### EXERCISE DESCRIPTION
Reproduce every line of the listing, starting with the line containing "Objective: for every instance of the white" and going on through the end of the listing, and add 76 to each x and y coordinate in the answer points. Leave the requests and their format samples unchanged.

### WORKING DATA

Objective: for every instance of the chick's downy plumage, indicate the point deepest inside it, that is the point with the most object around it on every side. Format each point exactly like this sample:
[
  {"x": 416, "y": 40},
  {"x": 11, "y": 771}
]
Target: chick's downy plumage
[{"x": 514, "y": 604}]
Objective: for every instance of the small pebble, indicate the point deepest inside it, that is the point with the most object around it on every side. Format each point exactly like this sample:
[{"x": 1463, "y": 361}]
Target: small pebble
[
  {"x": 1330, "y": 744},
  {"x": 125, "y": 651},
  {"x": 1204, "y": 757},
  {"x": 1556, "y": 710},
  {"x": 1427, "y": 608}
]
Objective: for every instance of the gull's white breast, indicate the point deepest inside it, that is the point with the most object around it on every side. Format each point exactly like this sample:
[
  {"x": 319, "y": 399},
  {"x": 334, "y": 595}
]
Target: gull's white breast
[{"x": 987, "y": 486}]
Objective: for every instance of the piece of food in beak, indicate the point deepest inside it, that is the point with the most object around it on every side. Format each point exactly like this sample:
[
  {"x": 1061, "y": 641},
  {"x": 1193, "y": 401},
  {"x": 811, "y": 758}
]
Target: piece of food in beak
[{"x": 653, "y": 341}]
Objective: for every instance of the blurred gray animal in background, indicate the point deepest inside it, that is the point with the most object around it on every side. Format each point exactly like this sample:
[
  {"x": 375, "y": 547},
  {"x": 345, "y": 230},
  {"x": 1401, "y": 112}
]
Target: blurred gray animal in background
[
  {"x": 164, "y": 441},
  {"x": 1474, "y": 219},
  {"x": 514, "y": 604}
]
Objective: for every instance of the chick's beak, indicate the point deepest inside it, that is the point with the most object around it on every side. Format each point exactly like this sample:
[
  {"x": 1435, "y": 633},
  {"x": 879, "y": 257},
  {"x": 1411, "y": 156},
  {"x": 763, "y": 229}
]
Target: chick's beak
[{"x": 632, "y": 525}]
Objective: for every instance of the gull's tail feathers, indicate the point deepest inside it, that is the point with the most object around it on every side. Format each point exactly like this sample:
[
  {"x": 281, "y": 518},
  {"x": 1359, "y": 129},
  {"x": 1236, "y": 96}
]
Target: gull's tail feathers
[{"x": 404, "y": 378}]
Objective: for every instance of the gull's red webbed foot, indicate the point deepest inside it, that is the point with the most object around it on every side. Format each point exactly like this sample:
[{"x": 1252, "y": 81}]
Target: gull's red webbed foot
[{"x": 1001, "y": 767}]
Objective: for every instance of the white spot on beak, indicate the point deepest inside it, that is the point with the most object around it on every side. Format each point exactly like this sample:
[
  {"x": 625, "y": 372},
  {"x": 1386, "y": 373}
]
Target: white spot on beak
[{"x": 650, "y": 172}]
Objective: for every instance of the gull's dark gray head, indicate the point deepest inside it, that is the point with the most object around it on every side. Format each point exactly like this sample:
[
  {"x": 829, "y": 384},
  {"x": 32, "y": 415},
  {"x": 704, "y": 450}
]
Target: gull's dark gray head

### EXERCISE OUTPUT
Objective: for every instance of the white spot on beak, indicate the point deepest inside it, that is the point with the most object around it on every side. Format each point exactly like this sample:
[
  {"x": 625, "y": 372},
  {"x": 1386, "y": 373}
]
Target: white spot on beak
[{"x": 726, "y": 248}]
Objective: for every instance of the gull's dark gray head, indicate the point deepest inside it, that is the point with the most object around it on every side. Format each point exactly like this sample:
[
  {"x": 829, "y": 384},
  {"x": 32, "y": 415},
  {"x": 704, "y": 450}
]
Target: gull's dark gray head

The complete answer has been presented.